— BEGIN DATA EXTRACT —

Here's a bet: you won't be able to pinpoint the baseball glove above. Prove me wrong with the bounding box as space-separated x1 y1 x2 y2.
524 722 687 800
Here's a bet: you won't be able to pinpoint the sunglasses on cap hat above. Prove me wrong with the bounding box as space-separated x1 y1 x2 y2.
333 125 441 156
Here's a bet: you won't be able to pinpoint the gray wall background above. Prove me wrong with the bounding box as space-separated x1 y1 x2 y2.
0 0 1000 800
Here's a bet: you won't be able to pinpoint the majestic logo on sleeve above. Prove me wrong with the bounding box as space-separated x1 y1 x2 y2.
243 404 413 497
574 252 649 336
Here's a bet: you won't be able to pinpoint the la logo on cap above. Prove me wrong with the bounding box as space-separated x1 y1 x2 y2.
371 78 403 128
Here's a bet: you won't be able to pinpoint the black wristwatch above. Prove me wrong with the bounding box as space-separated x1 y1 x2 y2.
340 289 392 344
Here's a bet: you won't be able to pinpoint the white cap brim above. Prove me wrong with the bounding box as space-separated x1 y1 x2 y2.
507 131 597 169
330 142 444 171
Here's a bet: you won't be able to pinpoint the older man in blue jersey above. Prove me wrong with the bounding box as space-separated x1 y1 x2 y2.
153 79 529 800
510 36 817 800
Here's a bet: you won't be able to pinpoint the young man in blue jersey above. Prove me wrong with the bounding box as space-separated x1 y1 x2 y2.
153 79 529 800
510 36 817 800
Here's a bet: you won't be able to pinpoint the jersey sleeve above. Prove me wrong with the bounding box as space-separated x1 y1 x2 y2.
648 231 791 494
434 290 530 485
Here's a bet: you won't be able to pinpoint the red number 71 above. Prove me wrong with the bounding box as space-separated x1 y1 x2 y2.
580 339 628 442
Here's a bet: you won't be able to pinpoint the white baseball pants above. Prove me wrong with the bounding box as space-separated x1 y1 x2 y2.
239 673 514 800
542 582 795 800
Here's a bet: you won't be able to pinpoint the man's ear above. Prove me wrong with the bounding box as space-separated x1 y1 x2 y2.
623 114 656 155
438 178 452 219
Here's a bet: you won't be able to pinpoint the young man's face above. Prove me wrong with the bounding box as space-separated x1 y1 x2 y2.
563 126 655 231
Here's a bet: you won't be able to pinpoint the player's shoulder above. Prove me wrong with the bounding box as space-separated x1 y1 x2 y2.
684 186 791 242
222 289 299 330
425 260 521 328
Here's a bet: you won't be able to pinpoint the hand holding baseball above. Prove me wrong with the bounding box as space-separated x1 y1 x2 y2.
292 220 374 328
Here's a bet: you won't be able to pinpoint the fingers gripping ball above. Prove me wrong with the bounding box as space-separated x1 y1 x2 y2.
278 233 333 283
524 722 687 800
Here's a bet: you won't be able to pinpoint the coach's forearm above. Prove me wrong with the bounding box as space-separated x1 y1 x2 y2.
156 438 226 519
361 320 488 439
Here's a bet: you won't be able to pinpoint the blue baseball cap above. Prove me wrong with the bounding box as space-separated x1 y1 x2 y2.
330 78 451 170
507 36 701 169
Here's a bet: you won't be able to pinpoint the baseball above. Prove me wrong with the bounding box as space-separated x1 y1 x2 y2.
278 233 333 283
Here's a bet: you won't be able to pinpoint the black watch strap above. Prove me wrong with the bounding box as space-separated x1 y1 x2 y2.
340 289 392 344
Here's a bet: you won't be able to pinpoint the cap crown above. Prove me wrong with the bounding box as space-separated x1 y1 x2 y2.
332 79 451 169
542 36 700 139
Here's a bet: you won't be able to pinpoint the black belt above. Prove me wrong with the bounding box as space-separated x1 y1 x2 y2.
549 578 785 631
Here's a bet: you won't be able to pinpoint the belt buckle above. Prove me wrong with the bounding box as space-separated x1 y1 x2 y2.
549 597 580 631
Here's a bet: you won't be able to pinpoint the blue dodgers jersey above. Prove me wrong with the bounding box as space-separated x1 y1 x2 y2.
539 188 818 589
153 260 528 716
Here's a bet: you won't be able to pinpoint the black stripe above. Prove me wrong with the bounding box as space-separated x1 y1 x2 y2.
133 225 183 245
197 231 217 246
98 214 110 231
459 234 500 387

— END DATA EXTRACT —
— BEGIN DATA EXTRACT —

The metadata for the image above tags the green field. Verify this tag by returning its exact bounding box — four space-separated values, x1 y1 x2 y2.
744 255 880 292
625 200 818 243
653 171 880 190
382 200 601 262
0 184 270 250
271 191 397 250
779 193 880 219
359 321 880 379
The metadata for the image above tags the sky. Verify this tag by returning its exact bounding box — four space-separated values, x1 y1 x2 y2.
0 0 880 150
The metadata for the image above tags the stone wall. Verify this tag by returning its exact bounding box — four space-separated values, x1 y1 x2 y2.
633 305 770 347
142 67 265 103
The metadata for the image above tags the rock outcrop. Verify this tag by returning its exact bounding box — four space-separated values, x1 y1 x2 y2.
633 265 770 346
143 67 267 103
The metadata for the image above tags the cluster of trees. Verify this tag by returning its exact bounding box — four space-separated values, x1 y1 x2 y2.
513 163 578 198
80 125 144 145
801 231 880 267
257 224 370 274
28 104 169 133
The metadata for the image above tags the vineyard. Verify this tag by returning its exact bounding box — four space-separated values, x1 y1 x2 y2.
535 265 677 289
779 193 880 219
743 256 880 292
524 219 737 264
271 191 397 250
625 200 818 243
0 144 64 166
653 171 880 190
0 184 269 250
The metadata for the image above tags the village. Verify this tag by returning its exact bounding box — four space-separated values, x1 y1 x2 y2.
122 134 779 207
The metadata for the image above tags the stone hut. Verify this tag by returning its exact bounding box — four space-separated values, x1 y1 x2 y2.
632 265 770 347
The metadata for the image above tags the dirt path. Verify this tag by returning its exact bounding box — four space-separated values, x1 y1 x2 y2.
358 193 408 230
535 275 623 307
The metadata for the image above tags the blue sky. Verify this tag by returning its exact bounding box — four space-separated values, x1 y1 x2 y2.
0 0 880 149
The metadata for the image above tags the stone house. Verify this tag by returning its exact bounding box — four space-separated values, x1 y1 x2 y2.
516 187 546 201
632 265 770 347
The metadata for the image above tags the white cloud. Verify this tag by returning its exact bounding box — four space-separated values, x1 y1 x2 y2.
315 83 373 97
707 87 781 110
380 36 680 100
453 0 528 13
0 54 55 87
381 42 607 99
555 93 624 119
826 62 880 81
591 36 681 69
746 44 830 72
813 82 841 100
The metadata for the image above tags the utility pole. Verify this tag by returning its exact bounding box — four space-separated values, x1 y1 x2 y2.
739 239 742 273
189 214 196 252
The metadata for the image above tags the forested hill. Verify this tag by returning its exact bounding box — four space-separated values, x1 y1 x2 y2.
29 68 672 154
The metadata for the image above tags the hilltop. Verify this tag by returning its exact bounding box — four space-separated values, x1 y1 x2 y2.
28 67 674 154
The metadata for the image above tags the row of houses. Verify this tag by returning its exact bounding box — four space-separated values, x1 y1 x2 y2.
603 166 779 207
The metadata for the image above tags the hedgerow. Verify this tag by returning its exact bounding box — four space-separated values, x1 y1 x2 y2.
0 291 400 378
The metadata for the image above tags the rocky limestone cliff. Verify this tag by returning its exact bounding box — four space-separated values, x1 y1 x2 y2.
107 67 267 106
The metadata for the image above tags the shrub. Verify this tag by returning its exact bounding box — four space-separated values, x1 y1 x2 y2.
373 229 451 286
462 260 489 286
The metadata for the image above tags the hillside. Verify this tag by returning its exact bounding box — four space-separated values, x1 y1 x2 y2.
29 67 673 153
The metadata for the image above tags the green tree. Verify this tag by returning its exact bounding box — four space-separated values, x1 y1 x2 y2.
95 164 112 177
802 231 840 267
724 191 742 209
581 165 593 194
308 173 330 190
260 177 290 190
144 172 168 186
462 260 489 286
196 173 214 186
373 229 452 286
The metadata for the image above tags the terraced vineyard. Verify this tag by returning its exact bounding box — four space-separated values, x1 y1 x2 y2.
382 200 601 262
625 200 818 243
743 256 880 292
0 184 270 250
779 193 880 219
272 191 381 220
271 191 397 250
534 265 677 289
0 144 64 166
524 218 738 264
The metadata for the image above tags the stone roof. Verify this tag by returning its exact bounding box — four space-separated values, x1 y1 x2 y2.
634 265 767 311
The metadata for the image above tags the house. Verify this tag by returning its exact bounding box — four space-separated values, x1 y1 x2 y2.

— END DATA EXTRACT —
— BEGIN DATA EXTRACT —

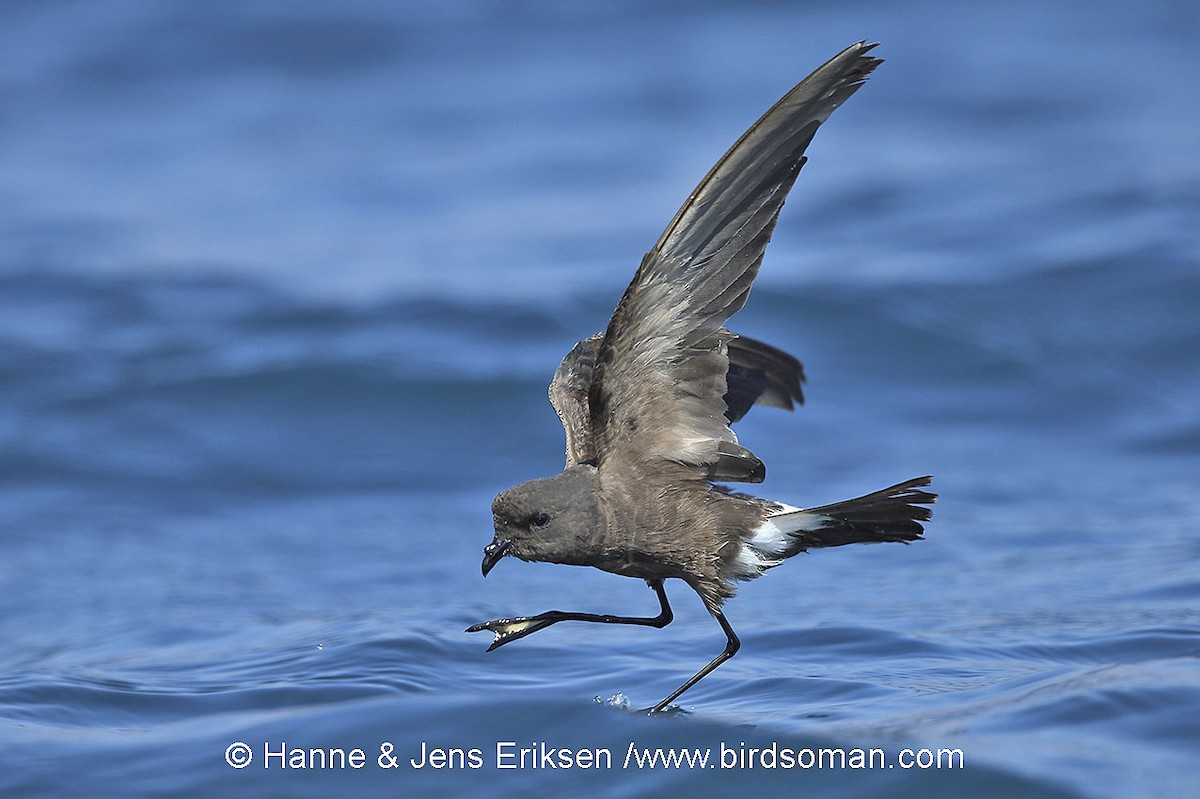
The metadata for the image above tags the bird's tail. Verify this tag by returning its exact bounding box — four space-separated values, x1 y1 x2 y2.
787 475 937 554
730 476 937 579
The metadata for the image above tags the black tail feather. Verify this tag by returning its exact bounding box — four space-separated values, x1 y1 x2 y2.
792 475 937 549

— END DATA EXTRACT —

THE TASK ▸ Could you write out the stretch from the line containing "young man in" through the line containing "292 220 374 328" again, substituting "uniform" for "jersey" wherever it appears and keeping everything else the same?

EXERCISE RESPONSE ▸
Here's a bet: you won't be able to pinpoint the young man in blue uniform above. Prove me wrong with the bounding box as space-separated x1 y1 x2 y2.
153 79 529 800
510 36 817 800
Here's a bet: you won't be able to pinpoint the uniform sleeve above. Prove me wrong with the bounding box as space-separated x1 y1 x2 y2.
648 231 791 494
434 290 530 485
Here's a bet: you won't be able to pinpoint the red number 71 above. Prove me wrong with the bounding box as space-separated x1 y1 x2 y2.
580 339 628 442
Here's a bet: you won't be able to pinpoint the white baseball pants above. Prove me wrong with the bounding box as space-separated x1 y1 x2 y2.
239 673 514 800
542 582 795 800
Here's a bet: you won't be able to pinpoint the man's ear above. Prove me wrong with the bounding box as space-separated x1 y1 x2 y2.
623 114 656 155
438 178 452 219
Here's a bet: you won't be able to pinpoint the young man's face above. Prove me wrong with the bounding box as space-separated x1 y1 x2 y2.
563 126 655 231
Here's a bet: you won't be able to pinpoint the player's shoulder above. Prove me wrong with the bounding box as space-separated x1 y1 x2 y2.
684 186 791 242
222 289 299 330
425 260 521 328
Here's a bet: you won't be able to pinpoint the hand holding baseball above. Prove me wrong with the bounding box as space-separated x1 y1 x2 y2.
292 220 374 328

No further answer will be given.